::: PAGE TEXT

In December 2017, Tedeschi wrote two email messages to state prosecutors, arguing that some of his colleagues were making inappropriate concessions to the defence. He said that the key role of a Crown prosecutor was "to act as a contradictor". The Bar Council responded that Tedeschi's messages had presented a "fundamental misunderstanding of the independent role of Crown prosecutors, as mere agents, rather than independent counsel". A DPP media release agreed with the main points of the Bar Council's statement. Tedeschi resigned as Senior Crown Prosecutor in February 2018, having announced his resignation in October 2017.

===Academic career===

From 1974 to 1975, Tedeschi served as a lecturer in law at the London Metropolitan University. At that time, it was known as the City of London Polytechnic. He was a part-time lecturer while earning his master's degree. In 1975 he was appointed as a lecturer in law at the Kuring-Gai College of Advanced Education (subsequently part of the University of Technology Sydney).

In 2005, he was appointed as a Visiting Professorial Fellow at the University of Wollongong.

===Photography===

Tedeschi is a well-known photographer. He has had fifteen solo exhibitions and participated in over twenty group exhibitions in Australia, Italy, France, and the United States. His images are included in the State Library of New South Wales, the Art Gallery of New South Wales, the National Library of Australia in Canberra, the Museum of Sydney, the Justice and Police Museum, the State Library of New South Wales (which has over 200 of his images), the Centre for Fine Art Photography in Colorado USA, and many private collections.

::::::

# [USING THE INFORMATION]
1. Copy out the passage on Tedeschi from "In December 2017, Tedeschi" up to and including "in October 2017.".
2. Answer these questions from the passage on Tedeschi:
(a) In what month and year did Tedeschi resign as Senior Crown Prosecutor?
(b) What was London Metropolitan University called when Tedeschi lectured there?
(c) How many solo exhibitions has Tedeschi had?
3. According to the passage on Tedeschi, why did the Bar Council object to his December 2017 email messages?
The lines that follow come from a different source than the text above.

::: EXTRACTED RECORDS

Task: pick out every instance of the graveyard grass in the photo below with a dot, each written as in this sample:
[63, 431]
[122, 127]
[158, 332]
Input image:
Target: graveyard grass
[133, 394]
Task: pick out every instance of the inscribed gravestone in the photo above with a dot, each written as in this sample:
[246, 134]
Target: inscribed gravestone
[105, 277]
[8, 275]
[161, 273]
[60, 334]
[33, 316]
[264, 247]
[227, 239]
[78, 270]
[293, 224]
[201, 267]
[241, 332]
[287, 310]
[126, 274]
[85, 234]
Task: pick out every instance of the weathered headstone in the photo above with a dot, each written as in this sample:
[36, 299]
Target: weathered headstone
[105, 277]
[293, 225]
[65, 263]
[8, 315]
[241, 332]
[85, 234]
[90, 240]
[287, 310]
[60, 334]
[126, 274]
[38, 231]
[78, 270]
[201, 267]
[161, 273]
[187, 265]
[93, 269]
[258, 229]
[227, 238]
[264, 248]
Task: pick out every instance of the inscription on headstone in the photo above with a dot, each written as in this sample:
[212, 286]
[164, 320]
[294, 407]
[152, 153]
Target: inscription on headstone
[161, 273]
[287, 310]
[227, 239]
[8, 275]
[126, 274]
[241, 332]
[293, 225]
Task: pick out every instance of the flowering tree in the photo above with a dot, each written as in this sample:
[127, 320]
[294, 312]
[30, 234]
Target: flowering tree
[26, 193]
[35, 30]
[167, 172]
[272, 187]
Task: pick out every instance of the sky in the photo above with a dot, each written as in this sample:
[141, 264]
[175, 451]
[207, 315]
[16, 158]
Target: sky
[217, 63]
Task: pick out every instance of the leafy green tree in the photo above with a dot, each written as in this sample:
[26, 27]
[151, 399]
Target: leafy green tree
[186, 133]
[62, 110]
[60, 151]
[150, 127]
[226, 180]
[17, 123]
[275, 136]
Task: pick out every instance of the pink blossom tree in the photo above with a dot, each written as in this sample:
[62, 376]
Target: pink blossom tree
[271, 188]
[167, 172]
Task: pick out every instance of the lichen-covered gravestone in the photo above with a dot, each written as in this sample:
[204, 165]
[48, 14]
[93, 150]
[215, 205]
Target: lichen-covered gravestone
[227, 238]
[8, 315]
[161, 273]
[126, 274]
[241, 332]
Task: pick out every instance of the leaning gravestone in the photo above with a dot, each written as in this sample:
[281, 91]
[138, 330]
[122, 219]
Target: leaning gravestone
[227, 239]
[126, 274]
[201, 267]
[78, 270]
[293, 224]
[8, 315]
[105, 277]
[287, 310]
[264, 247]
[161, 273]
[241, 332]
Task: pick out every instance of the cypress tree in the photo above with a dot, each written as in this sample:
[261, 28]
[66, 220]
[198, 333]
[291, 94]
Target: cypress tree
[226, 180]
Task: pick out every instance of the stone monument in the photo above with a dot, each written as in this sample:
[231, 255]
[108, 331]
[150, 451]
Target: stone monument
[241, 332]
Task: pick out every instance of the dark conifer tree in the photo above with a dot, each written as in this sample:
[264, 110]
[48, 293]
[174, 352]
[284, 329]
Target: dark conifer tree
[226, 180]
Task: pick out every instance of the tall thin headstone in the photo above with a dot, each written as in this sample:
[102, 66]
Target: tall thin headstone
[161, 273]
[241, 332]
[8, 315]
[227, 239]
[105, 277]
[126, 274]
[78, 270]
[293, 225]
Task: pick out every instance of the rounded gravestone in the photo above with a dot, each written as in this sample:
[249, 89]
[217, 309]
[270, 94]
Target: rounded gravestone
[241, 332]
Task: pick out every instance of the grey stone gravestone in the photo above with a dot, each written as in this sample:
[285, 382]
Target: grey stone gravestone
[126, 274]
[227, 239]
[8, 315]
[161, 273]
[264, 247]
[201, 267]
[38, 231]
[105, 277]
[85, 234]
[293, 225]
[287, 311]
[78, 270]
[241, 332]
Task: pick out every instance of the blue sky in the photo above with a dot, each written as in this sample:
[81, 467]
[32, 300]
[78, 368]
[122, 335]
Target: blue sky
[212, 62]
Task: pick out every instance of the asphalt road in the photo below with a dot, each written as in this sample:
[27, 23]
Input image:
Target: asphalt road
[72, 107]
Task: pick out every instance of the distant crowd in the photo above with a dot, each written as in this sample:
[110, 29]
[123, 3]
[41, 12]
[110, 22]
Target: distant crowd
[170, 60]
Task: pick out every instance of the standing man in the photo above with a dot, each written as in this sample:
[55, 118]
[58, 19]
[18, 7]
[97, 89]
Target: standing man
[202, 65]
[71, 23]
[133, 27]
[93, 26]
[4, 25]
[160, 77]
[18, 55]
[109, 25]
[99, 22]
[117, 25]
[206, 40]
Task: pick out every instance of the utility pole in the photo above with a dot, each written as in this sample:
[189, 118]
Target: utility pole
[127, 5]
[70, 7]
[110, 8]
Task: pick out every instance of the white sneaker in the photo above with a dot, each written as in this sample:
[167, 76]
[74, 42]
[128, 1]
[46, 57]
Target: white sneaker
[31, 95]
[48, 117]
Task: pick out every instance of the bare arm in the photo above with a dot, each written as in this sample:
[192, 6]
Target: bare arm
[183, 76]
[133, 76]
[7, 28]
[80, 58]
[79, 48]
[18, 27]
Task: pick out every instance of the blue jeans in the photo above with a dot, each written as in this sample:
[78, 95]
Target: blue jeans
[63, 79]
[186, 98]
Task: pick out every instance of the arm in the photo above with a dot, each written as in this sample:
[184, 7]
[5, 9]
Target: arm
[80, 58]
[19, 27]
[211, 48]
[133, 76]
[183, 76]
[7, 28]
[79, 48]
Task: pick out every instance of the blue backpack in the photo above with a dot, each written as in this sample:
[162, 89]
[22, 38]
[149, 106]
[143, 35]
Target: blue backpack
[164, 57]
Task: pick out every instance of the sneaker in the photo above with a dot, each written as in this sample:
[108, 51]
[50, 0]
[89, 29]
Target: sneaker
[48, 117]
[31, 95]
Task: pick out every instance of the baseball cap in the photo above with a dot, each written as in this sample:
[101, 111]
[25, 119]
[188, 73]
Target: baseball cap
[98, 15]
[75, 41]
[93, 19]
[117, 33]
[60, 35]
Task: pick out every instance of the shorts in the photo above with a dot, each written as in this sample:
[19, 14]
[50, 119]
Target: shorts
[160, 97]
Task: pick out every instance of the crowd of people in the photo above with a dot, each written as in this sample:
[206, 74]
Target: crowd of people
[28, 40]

::::::

# [ANSWERS BY ITEM NUMBER]
1.
In December 2017, Tedeschi wrote two email messages to state prosecutors, arguing that some of his colleagues were making inappropriate concessions to the defence. He said that the key role of a Crown prosecutor was "to act as a contradictor". The Bar Council responded that Tedeschi's messages had presented a "fundamental misunderstanding of the independent role of Crown prosecutors, as mere agents, rather than independent counsel". A DPP media release agreed with the main points of the Bar Council's statement. Tedeschi resigned as Senior Crown Prosecutor in February 2018, having announced his resignation in October 2017.

2.
(a) February 2018
(b) The City of London Polytechnic
(c) Fifteen

3. The Bar Council said his messages presented a "fundamental misunderstanding of the independent role of Crown prosecutors". In its view, the messages treated Crown prosecutors as mere agents rather than independent counsel.